Work to complete »
This exercise requires every record to be repeated exactly.

------ Listed records

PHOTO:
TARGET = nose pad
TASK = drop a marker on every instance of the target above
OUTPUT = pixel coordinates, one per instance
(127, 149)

------------

Answer box »
PHOTO:
TARGET = nose pad
TASK = drop a marker on every instance of the target above
OUTPUT = pixel coordinates, one per instance
(127, 149)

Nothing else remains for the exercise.